* Given instruction:
Find the line containing "Where can you see the red exit". Return it and every line after it, unchanged, up to and including the last line.

** begin Data for the task **

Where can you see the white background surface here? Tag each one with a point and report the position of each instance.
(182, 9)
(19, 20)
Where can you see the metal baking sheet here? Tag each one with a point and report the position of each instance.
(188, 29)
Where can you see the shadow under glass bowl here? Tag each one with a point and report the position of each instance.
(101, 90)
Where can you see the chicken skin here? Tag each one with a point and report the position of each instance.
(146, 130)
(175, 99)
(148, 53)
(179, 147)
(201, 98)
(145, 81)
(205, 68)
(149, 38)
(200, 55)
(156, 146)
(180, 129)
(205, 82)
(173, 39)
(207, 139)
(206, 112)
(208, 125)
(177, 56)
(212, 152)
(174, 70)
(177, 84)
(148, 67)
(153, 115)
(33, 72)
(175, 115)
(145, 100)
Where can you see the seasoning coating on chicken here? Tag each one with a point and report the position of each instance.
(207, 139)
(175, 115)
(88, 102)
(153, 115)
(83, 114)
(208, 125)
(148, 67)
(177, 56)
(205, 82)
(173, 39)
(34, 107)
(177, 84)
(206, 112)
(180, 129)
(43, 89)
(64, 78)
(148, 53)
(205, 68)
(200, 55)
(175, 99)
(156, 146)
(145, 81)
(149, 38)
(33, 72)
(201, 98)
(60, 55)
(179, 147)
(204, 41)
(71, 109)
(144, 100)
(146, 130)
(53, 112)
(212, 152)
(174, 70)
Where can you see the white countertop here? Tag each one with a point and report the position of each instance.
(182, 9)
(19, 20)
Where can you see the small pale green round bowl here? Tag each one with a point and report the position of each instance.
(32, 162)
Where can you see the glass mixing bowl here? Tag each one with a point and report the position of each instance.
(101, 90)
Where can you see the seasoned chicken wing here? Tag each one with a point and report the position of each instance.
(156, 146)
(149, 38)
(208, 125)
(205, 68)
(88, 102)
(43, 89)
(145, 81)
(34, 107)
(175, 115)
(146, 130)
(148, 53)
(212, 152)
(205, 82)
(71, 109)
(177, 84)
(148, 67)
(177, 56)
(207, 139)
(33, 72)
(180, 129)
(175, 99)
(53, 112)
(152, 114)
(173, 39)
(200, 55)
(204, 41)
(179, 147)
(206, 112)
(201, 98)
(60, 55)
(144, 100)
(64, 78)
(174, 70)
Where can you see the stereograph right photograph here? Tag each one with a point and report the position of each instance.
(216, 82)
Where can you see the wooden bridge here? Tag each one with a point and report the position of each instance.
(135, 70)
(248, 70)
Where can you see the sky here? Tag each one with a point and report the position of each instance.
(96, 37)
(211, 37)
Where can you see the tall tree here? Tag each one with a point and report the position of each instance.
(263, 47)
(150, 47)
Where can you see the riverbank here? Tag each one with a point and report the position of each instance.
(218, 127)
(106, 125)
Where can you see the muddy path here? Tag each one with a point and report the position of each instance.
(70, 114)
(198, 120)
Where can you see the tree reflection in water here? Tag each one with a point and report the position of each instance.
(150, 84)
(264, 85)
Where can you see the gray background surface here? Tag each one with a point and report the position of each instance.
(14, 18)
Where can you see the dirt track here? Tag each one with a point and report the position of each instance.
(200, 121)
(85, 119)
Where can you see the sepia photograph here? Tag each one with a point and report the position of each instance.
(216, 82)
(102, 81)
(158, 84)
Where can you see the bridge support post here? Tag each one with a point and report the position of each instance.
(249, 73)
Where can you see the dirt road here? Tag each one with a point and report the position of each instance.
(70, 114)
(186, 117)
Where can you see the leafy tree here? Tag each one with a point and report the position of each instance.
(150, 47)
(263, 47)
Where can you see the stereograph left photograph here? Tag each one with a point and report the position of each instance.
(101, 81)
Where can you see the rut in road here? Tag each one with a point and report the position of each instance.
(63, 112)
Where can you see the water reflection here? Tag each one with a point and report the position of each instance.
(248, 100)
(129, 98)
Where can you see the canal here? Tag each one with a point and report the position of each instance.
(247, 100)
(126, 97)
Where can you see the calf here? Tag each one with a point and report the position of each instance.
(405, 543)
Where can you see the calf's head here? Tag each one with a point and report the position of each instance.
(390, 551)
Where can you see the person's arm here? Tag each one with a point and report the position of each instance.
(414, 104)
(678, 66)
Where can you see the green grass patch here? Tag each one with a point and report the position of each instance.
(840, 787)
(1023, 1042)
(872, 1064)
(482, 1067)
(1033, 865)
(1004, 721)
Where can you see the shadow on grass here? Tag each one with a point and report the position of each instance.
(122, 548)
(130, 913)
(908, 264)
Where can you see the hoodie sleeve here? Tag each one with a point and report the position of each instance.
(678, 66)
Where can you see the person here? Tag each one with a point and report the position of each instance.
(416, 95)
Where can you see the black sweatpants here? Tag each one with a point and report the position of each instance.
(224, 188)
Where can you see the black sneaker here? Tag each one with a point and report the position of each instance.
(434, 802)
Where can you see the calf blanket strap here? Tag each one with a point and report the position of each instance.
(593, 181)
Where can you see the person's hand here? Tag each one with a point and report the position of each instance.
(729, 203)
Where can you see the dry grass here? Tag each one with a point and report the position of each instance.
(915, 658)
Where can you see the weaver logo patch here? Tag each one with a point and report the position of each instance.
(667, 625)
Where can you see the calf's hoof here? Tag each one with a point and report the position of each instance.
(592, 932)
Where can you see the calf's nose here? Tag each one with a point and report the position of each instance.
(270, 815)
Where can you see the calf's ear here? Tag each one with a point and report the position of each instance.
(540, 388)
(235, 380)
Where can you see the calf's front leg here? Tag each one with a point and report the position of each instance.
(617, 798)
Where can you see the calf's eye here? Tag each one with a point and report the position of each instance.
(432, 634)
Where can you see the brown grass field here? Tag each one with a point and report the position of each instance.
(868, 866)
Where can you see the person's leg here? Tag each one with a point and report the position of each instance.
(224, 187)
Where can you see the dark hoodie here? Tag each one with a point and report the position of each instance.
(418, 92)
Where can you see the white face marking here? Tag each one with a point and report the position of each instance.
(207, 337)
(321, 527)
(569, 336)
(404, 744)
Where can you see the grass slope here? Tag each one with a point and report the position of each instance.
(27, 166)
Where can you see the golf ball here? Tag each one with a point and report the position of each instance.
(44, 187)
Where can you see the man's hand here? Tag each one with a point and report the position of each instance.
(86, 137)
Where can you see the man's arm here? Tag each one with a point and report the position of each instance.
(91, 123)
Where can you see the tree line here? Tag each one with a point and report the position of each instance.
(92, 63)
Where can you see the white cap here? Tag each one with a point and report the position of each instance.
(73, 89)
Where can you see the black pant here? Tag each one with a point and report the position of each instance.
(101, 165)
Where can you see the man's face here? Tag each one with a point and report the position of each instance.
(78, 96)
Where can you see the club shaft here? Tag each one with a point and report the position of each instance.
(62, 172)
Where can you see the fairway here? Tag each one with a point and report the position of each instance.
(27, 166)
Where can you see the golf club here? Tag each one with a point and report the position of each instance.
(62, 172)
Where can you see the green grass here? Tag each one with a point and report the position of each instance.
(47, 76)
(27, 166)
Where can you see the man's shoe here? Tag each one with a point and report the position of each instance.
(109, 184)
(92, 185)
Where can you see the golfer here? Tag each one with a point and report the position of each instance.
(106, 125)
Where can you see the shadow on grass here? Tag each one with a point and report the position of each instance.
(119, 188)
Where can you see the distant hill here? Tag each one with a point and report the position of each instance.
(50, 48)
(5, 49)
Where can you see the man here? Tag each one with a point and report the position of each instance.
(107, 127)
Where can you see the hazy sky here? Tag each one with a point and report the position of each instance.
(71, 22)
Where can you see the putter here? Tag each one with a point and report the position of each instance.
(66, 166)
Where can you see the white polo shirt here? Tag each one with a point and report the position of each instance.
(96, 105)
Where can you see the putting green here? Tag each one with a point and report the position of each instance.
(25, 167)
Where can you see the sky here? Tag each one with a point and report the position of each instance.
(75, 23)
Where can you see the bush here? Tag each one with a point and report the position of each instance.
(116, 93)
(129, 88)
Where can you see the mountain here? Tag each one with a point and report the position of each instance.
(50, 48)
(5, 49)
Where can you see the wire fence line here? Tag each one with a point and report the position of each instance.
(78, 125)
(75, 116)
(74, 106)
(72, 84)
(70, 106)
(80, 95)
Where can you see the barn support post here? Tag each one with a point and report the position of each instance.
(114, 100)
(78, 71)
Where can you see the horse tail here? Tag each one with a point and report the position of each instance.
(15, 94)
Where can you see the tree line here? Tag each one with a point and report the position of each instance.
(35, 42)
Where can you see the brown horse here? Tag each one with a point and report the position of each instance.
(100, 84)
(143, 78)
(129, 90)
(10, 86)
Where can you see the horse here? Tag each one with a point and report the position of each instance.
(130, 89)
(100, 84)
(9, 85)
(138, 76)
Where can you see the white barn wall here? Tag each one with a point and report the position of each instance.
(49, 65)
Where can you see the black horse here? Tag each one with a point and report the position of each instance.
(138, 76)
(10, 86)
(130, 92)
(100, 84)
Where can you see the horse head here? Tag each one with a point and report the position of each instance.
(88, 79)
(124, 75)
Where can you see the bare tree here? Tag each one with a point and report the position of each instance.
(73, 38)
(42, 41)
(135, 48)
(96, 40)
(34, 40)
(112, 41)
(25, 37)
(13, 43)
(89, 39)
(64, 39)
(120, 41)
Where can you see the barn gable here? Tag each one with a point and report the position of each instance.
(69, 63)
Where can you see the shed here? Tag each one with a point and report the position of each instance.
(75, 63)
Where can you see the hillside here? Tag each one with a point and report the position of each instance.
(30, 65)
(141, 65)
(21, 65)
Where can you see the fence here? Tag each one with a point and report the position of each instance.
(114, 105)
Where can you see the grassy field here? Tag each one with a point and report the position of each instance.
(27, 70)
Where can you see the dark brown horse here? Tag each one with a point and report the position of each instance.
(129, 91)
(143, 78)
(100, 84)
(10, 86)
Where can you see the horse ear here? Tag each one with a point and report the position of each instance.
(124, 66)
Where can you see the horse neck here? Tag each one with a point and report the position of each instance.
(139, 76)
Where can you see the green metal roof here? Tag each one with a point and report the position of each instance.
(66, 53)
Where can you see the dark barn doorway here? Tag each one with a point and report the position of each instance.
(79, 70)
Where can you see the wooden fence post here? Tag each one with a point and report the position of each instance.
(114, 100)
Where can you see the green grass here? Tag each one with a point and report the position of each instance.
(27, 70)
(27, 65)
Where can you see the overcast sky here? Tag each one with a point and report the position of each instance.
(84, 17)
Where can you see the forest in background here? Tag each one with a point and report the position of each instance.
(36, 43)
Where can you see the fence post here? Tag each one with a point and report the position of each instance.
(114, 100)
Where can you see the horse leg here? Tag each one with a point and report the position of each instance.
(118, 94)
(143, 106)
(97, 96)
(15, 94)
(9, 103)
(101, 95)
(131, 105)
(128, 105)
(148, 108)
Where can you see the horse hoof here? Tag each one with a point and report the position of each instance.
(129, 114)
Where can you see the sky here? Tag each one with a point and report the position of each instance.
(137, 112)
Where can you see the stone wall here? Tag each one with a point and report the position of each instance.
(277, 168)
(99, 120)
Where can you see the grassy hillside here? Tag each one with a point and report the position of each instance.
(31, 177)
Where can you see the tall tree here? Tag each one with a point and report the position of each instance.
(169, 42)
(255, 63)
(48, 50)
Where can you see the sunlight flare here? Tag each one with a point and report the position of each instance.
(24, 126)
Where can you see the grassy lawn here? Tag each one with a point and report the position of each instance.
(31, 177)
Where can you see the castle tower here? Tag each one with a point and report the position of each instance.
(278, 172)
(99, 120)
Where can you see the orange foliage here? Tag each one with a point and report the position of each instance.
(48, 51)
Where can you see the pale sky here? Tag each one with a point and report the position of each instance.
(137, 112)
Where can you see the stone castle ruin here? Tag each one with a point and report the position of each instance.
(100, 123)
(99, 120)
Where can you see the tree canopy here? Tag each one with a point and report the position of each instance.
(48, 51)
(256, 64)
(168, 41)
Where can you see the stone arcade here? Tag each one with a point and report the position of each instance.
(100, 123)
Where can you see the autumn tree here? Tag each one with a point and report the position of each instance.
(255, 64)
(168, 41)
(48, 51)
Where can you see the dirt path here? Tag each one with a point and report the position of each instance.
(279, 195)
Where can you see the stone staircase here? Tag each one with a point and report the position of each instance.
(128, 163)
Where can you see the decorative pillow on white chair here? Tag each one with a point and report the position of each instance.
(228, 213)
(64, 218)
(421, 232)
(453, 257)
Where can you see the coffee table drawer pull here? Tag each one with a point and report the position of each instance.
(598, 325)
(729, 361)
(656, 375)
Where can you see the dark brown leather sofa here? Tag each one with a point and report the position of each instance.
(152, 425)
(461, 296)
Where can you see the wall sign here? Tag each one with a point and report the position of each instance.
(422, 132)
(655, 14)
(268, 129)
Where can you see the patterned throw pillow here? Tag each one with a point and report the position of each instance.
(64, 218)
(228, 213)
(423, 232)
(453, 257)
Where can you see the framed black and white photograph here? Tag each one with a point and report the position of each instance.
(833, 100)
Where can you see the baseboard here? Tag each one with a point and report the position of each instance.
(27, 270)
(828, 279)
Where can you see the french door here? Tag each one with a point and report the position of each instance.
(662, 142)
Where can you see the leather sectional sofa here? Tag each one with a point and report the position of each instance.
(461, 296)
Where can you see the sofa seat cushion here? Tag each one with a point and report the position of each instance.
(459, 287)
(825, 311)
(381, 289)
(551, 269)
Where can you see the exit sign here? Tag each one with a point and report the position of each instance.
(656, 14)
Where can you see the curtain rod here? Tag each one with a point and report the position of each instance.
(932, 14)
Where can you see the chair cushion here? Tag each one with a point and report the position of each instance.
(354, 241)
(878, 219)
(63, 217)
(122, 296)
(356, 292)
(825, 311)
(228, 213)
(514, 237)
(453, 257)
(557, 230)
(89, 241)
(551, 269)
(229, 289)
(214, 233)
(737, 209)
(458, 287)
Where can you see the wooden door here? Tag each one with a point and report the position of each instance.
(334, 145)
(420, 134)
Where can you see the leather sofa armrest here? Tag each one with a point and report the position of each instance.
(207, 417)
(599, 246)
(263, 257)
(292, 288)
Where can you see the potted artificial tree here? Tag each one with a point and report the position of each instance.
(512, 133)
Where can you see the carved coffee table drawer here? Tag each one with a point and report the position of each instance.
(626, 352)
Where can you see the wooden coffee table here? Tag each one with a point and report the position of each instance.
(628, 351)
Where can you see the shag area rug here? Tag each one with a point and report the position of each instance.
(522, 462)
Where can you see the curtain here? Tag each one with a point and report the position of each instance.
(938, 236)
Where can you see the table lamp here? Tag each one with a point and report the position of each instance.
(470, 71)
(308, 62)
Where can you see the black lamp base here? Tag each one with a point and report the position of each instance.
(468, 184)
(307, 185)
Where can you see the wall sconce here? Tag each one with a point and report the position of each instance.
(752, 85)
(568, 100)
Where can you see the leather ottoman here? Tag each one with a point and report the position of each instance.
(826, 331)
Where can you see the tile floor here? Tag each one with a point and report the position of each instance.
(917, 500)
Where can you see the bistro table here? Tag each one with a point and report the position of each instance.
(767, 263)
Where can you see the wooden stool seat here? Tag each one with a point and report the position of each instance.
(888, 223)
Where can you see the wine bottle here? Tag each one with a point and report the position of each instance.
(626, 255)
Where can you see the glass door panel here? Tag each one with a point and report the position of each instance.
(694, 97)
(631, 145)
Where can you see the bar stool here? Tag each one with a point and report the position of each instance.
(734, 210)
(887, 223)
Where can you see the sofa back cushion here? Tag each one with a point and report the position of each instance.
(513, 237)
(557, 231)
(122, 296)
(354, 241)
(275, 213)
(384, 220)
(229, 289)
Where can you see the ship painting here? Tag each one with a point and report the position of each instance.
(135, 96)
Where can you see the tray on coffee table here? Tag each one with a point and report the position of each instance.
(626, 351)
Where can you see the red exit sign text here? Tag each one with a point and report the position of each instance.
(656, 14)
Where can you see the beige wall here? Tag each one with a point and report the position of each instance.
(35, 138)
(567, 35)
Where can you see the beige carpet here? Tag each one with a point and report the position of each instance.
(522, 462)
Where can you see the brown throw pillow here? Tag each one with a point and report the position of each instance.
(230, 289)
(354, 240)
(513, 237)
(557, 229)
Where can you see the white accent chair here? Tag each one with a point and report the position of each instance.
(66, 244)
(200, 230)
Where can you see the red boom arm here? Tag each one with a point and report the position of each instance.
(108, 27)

** end Data for the task **

* Task output:
Where can you see the red exit sign text here? Tag each one with a point and report the position of each instance.
(656, 14)
Where can you see the beige wall here? Tag each one with a point and report the position of each instance.
(35, 138)
(567, 35)
Where can you see the beige carpet here? Tag each one with a point and report the position of each instance.
(522, 462)
Where can you see the brown throw pillow here? Tag each one with a point and report the position of each instance.
(230, 289)
(354, 240)
(513, 237)
(557, 229)
Where can you see the white accent chair here? Tag each one with a point and report the position of each instance.
(66, 244)
(200, 230)
Where can you see the red boom arm here? Tag each one with a point and report the position of each instance.
(108, 27)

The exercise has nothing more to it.